• Written problem
Report every line in the rows below that contains the string "fence", copying each one in full. Case counts.

-- start of Information provided --

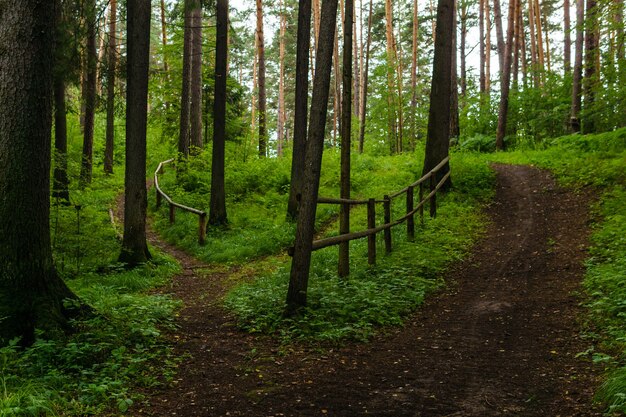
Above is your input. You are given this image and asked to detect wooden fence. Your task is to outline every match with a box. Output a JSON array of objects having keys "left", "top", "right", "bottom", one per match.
[
  {"left": 302, "top": 156, "right": 450, "bottom": 265},
  {"left": 154, "top": 159, "right": 207, "bottom": 245}
]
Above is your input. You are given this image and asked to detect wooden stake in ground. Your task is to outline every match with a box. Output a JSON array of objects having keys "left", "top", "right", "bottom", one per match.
[{"left": 286, "top": 0, "right": 337, "bottom": 314}]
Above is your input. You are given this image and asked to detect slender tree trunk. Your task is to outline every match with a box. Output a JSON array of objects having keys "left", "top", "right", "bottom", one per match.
[
  {"left": 80, "top": 0, "right": 98, "bottom": 188},
  {"left": 189, "top": 0, "right": 203, "bottom": 153},
  {"left": 582, "top": 0, "right": 598, "bottom": 134},
  {"left": 277, "top": 0, "right": 287, "bottom": 157},
  {"left": 563, "top": 0, "right": 572, "bottom": 76},
  {"left": 496, "top": 0, "right": 517, "bottom": 150},
  {"left": 423, "top": 0, "right": 454, "bottom": 187},
  {"left": 570, "top": 0, "right": 585, "bottom": 132},
  {"left": 450, "top": 0, "right": 461, "bottom": 138},
  {"left": 287, "top": 0, "right": 337, "bottom": 314},
  {"left": 287, "top": 0, "right": 311, "bottom": 219},
  {"left": 338, "top": 0, "right": 354, "bottom": 277},
  {"left": 119, "top": 0, "right": 151, "bottom": 266},
  {"left": 256, "top": 0, "right": 267, "bottom": 158},
  {"left": 359, "top": 0, "right": 373, "bottom": 153},
  {"left": 209, "top": 0, "right": 228, "bottom": 225},
  {"left": 104, "top": 0, "right": 117, "bottom": 174},
  {"left": 178, "top": 0, "right": 194, "bottom": 158},
  {"left": 478, "top": 0, "right": 487, "bottom": 91},
  {"left": 493, "top": 0, "right": 505, "bottom": 72},
  {"left": 0, "top": 0, "right": 76, "bottom": 345}
]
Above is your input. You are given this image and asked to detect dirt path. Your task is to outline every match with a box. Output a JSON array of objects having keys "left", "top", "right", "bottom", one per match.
[{"left": 135, "top": 166, "right": 601, "bottom": 417}]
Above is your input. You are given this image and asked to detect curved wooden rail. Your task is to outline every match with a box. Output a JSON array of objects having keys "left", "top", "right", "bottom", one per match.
[
  {"left": 154, "top": 158, "right": 207, "bottom": 245},
  {"left": 300, "top": 156, "right": 450, "bottom": 265}
]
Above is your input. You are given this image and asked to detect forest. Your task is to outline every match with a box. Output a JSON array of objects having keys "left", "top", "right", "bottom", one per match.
[{"left": 0, "top": 0, "right": 626, "bottom": 416}]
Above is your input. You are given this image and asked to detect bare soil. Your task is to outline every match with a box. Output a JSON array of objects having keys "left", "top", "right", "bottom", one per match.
[{"left": 132, "top": 165, "right": 601, "bottom": 417}]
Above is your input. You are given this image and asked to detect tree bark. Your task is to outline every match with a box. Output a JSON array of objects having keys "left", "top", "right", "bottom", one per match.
[
  {"left": 119, "top": 0, "right": 151, "bottom": 267},
  {"left": 80, "top": 0, "right": 98, "bottom": 188},
  {"left": 287, "top": 0, "right": 311, "bottom": 219},
  {"left": 286, "top": 0, "right": 337, "bottom": 315},
  {"left": 189, "top": 0, "right": 202, "bottom": 153},
  {"left": 0, "top": 0, "right": 76, "bottom": 345},
  {"left": 339, "top": 0, "right": 354, "bottom": 277},
  {"left": 359, "top": 0, "right": 373, "bottom": 153},
  {"left": 570, "top": 0, "right": 585, "bottom": 132},
  {"left": 178, "top": 0, "right": 194, "bottom": 158},
  {"left": 496, "top": 0, "right": 516, "bottom": 150},
  {"left": 104, "top": 0, "right": 117, "bottom": 174},
  {"left": 256, "top": 0, "right": 267, "bottom": 158},
  {"left": 423, "top": 0, "right": 454, "bottom": 187},
  {"left": 209, "top": 0, "right": 228, "bottom": 225},
  {"left": 563, "top": 0, "right": 572, "bottom": 76}
]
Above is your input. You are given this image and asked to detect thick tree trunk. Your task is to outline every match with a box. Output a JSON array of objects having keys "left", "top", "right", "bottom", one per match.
[
  {"left": 209, "top": 0, "right": 228, "bottom": 225},
  {"left": 104, "top": 0, "right": 117, "bottom": 174},
  {"left": 423, "top": 0, "right": 454, "bottom": 186},
  {"left": 0, "top": 0, "right": 76, "bottom": 345},
  {"left": 80, "top": 0, "right": 98, "bottom": 188},
  {"left": 287, "top": 0, "right": 337, "bottom": 314},
  {"left": 287, "top": 0, "right": 311, "bottom": 219},
  {"left": 189, "top": 0, "right": 202, "bottom": 153},
  {"left": 581, "top": 0, "right": 598, "bottom": 134},
  {"left": 563, "top": 0, "right": 572, "bottom": 75},
  {"left": 256, "top": 0, "right": 267, "bottom": 158},
  {"left": 119, "top": 0, "right": 151, "bottom": 267},
  {"left": 359, "top": 0, "right": 373, "bottom": 153},
  {"left": 178, "top": 0, "right": 194, "bottom": 158},
  {"left": 493, "top": 0, "right": 505, "bottom": 72},
  {"left": 570, "top": 0, "right": 585, "bottom": 132},
  {"left": 339, "top": 0, "right": 354, "bottom": 277},
  {"left": 496, "top": 0, "right": 517, "bottom": 150}
]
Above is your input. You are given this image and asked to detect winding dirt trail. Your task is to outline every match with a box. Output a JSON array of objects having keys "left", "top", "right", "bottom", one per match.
[{"left": 138, "top": 165, "right": 601, "bottom": 417}]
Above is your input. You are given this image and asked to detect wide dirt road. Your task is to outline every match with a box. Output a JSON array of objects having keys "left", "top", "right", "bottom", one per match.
[{"left": 135, "top": 165, "right": 601, "bottom": 417}]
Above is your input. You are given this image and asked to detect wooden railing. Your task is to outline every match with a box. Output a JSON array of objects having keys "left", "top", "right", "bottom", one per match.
[
  {"left": 154, "top": 159, "right": 207, "bottom": 245},
  {"left": 302, "top": 156, "right": 450, "bottom": 265}
]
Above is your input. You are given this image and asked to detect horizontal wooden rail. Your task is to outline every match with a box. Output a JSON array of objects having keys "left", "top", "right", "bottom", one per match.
[{"left": 154, "top": 158, "right": 207, "bottom": 245}]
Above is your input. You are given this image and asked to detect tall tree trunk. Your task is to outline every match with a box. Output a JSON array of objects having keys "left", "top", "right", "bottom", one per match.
[
  {"left": 338, "top": 0, "right": 354, "bottom": 277},
  {"left": 493, "top": 0, "right": 505, "bottom": 72},
  {"left": 189, "top": 0, "right": 202, "bottom": 152},
  {"left": 277, "top": 0, "right": 287, "bottom": 157},
  {"left": 460, "top": 1, "right": 468, "bottom": 97},
  {"left": 178, "top": 0, "right": 194, "bottom": 158},
  {"left": 0, "top": 0, "right": 76, "bottom": 345},
  {"left": 287, "top": 0, "right": 337, "bottom": 314},
  {"left": 119, "top": 0, "right": 151, "bottom": 266},
  {"left": 582, "top": 0, "right": 598, "bottom": 134},
  {"left": 104, "top": 0, "right": 117, "bottom": 174},
  {"left": 359, "top": 0, "right": 373, "bottom": 153},
  {"left": 80, "top": 0, "right": 98, "bottom": 188},
  {"left": 410, "top": 0, "right": 419, "bottom": 151},
  {"left": 496, "top": 0, "right": 517, "bottom": 150},
  {"left": 450, "top": 0, "right": 461, "bottom": 138},
  {"left": 570, "top": 0, "right": 585, "bottom": 132},
  {"left": 478, "top": 0, "right": 487, "bottom": 91},
  {"left": 423, "top": 0, "right": 454, "bottom": 187},
  {"left": 209, "top": 0, "right": 228, "bottom": 225},
  {"left": 256, "top": 0, "right": 267, "bottom": 158},
  {"left": 563, "top": 0, "right": 572, "bottom": 75},
  {"left": 287, "top": 0, "right": 311, "bottom": 219}
]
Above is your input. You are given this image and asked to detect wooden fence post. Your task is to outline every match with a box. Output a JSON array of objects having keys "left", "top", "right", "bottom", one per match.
[
  {"left": 367, "top": 198, "right": 376, "bottom": 265},
  {"left": 198, "top": 213, "right": 206, "bottom": 245},
  {"left": 406, "top": 185, "right": 415, "bottom": 242},
  {"left": 430, "top": 174, "right": 437, "bottom": 219},
  {"left": 383, "top": 195, "right": 391, "bottom": 254},
  {"left": 170, "top": 203, "right": 176, "bottom": 223}
]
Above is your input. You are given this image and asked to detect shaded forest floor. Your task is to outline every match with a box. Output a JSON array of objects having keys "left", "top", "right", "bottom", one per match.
[{"left": 131, "top": 165, "right": 601, "bottom": 417}]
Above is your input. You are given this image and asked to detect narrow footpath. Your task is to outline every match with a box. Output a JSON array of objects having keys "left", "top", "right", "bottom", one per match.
[{"left": 131, "top": 165, "right": 601, "bottom": 417}]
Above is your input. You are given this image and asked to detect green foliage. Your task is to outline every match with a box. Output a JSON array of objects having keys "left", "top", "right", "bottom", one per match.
[{"left": 226, "top": 155, "right": 493, "bottom": 342}]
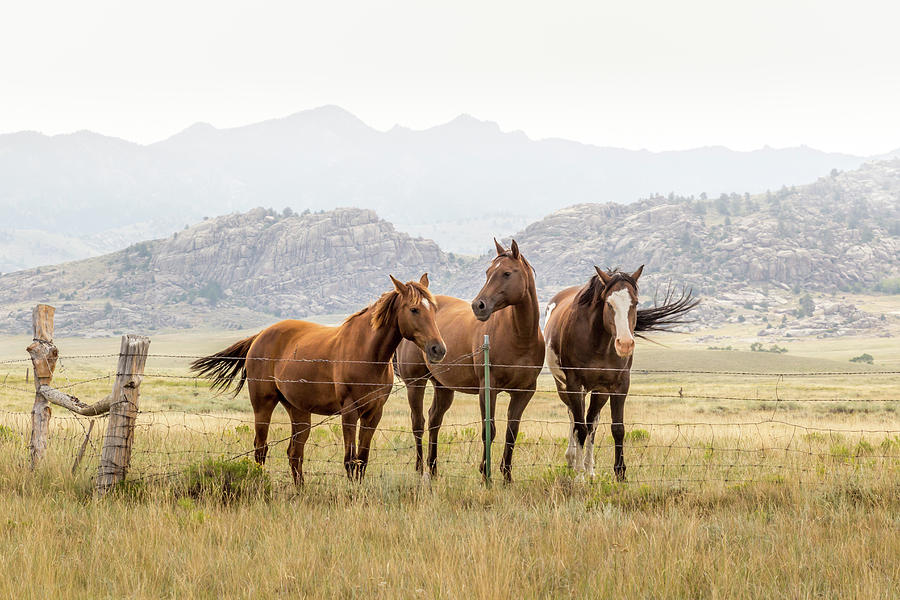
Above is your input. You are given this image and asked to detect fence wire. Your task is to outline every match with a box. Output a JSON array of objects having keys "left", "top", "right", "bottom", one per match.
[{"left": 0, "top": 353, "right": 900, "bottom": 486}]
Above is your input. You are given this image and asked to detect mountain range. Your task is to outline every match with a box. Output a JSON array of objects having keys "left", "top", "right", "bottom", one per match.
[
  {"left": 0, "top": 106, "right": 888, "bottom": 272},
  {"left": 0, "top": 159, "right": 900, "bottom": 335}
]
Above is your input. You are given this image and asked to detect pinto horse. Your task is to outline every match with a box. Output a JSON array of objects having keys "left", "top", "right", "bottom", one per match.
[
  {"left": 191, "top": 273, "right": 447, "bottom": 484},
  {"left": 544, "top": 265, "right": 699, "bottom": 481},
  {"left": 395, "top": 240, "right": 544, "bottom": 481}
]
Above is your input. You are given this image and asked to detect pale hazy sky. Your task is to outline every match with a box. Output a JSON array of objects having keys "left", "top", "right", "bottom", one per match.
[{"left": 0, "top": 0, "right": 900, "bottom": 154}]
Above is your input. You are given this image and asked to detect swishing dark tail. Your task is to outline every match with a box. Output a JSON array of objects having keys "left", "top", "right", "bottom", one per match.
[
  {"left": 634, "top": 288, "right": 700, "bottom": 337},
  {"left": 191, "top": 333, "right": 259, "bottom": 396}
]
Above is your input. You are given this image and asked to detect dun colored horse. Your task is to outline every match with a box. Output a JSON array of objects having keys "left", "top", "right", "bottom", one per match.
[
  {"left": 544, "top": 265, "right": 698, "bottom": 481},
  {"left": 396, "top": 240, "right": 544, "bottom": 481},
  {"left": 191, "top": 273, "right": 447, "bottom": 484}
]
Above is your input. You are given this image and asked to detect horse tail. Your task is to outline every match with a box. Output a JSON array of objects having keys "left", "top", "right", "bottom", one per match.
[
  {"left": 191, "top": 333, "right": 259, "bottom": 396},
  {"left": 634, "top": 287, "right": 700, "bottom": 337}
]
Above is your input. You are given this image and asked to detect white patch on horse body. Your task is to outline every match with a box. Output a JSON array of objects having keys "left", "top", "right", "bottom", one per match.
[
  {"left": 606, "top": 290, "right": 634, "bottom": 341},
  {"left": 547, "top": 338, "right": 566, "bottom": 390}
]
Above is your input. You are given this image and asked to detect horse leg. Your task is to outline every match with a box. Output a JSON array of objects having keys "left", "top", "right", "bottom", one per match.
[
  {"left": 341, "top": 400, "right": 359, "bottom": 481},
  {"left": 356, "top": 396, "right": 387, "bottom": 479},
  {"left": 425, "top": 382, "right": 453, "bottom": 477},
  {"left": 248, "top": 381, "right": 282, "bottom": 465},
  {"left": 584, "top": 391, "right": 608, "bottom": 477},
  {"left": 406, "top": 382, "right": 425, "bottom": 473},
  {"left": 565, "top": 374, "right": 588, "bottom": 479},
  {"left": 478, "top": 386, "right": 497, "bottom": 475},
  {"left": 285, "top": 404, "right": 312, "bottom": 485},
  {"left": 553, "top": 377, "right": 575, "bottom": 469},
  {"left": 500, "top": 390, "right": 534, "bottom": 483},
  {"left": 609, "top": 388, "right": 628, "bottom": 481}
]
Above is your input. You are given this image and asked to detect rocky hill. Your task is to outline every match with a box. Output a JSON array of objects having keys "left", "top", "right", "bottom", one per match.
[
  {"left": 0, "top": 160, "right": 900, "bottom": 336},
  {"left": 0, "top": 208, "right": 478, "bottom": 335},
  {"left": 516, "top": 160, "right": 900, "bottom": 293},
  {"left": 516, "top": 159, "right": 900, "bottom": 335}
]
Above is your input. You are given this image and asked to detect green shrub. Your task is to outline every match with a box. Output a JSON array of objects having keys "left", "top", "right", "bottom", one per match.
[
  {"left": 625, "top": 429, "right": 650, "bottom": 442},
  {"left": 184, "top": 458, "right": 272, "bottom": 504}
]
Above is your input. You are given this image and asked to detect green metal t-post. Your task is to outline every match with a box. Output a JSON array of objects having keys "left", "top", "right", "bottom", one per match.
[{"left": 484, "top": 334, "right": 491, "bottom": 486}]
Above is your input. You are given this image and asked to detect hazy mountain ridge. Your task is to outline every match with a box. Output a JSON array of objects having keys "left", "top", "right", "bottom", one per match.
[
  {"left": 0, "top": 106, "right": 876, "bottom": 271},
  {"left": 516, "top": 159, "right": 900, "bottom": 336},
  {"left": 0, "top": 208, "right": 477, "bottom": 335},
  {"left": 0, "top": 159, "right": 900, "bottom": 334}
]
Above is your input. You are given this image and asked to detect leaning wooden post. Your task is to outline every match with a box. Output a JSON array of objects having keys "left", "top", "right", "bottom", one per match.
[
  {"left": 96, "top": 335, "right": 150, "bottom": 496},
  {"left": 27, "top": 304, "right": 59, "bottom": 469}
]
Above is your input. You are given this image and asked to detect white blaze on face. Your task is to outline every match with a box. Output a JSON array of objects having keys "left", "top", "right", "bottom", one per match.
[{"left": 606, "top": 290, "right": 634, "bottom": 342}]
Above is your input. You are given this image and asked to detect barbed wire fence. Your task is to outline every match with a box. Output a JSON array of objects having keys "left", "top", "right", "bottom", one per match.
[{"left": 0, "top": 344, "right": 900, "bottom": 488}]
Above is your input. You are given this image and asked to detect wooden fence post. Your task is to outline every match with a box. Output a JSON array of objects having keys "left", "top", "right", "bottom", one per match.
[
  {"left": 96, "top": 335, "right": 150, "bottom": 496},
  {"left": 26, "top": 304, "right": 59, "bottom": 469}
]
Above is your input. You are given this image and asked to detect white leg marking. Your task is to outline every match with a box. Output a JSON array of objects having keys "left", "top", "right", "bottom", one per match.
[
  {"left": 584, "top": 415, "right": 600, "bottom": 477},
  {"left": 566, "top": 410, "right": 575, "bottom": 469}
]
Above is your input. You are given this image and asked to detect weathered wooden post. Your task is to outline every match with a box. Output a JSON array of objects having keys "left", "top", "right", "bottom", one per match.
[
  {"left": 27, "top": 304, "right": 59, "bottom": 469},
  {"left": 96, "top": 335, "right": 150, "bottom": 496}
]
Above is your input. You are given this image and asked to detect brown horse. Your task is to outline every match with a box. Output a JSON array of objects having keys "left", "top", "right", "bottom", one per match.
[
  {"left": 396, "top": 240, "right": 544, "bottom": 481},
  {"left": 191, "top": 273, "right": 447, "bottom": 484},
  {"left": 544, "top": 265, "right": 698, "bottom": 481}
]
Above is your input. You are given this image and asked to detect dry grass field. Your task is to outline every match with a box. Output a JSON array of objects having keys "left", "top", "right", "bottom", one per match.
[{"left": 0, "top": 332, "right": 900, "bottom": 598}]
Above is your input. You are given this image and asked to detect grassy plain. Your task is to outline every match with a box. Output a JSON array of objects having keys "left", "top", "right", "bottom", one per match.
[{"left": 0, "top": 329, "right": 900, "bottom": 598}]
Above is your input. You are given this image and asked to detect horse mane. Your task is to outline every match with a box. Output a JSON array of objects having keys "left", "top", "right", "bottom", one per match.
[
  {"left": 575, "top": 269, "right": 700, "bottom": 339},
  {"left": 344, "top": 281, "right": 437, "bottom": 329},
  {"left": 634, "top": 286, "right": 700, "bottom": 337},
  {"left": 575, "top": 268, "right": 638, "bottom": 306}
]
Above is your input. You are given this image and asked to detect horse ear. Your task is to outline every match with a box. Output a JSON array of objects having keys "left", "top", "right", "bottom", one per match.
[
  {"left": 389, "top": 275, "right": 409, "bottom": 294},
  {"left": 631, "top": 265, "right": 644, "bottom": 281},
  {"left": 594, "top": 265, "right": 610, "bottom": 285}
]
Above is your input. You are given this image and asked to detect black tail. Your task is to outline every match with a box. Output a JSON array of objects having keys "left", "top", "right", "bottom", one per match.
[
  {"left": 634, "top": 287, "right": 700, "bottom": 337},
  {"left": 191, "top": 333, "right": 259, "bottom": 396}
]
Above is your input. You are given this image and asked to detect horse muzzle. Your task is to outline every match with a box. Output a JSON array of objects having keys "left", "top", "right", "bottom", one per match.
[
  {"left": 472, "top": 298, "right": 494, "bottom": 321},
  {"left": 615, "top": 338, "right": 634, "bottom": 358}
]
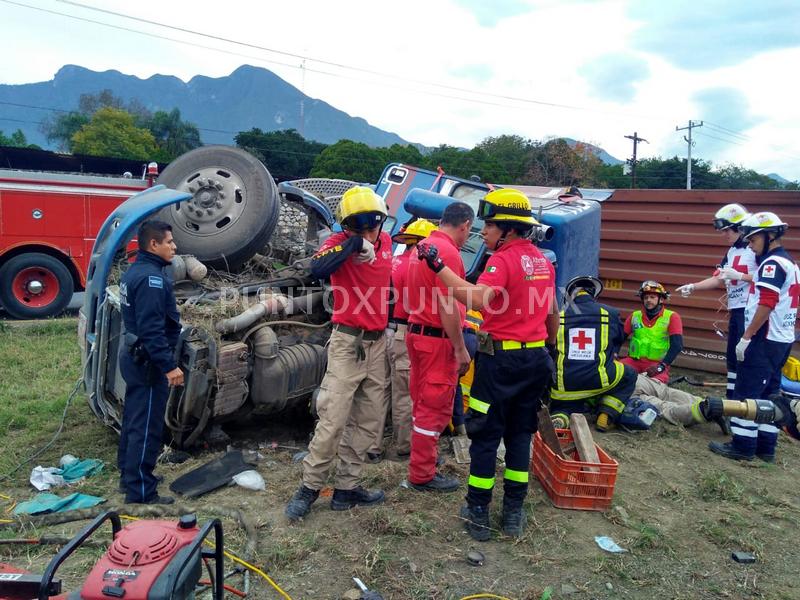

-- end of Information provided --

• Right answer
Above is your input. You are given this image and asked to detect wooden fence. Your task is to outline every match with a box. Output a JSON array of objects having keys "left", "top", "right", "bottom", one per match.
Above is your input. You are given this image and asked to detect wooden fence post. Your task is to outline every match with a box. Output a JSON array of objects having keys "left", "top", "right", "bottom", one per match.
Above is your input. You are given this image and asked to detect fence wire. Your task is to outline every match with a box. Output a JSON array of objects having keys "left", "top", "right", "bottom", one per match.
Above is your input. You are given this image and asked to detect barbed wire fence. Your task is to outline every match with a box. Output a JSON array of objects having keys "left", "top", "right", "bottom", one per match.
Above is your input. You are given this image and asked to detect wooden fence post. Your task is to outline every match with a box. Output a JSON array of objects having keys "left", "top", "right", "bottom", one per match.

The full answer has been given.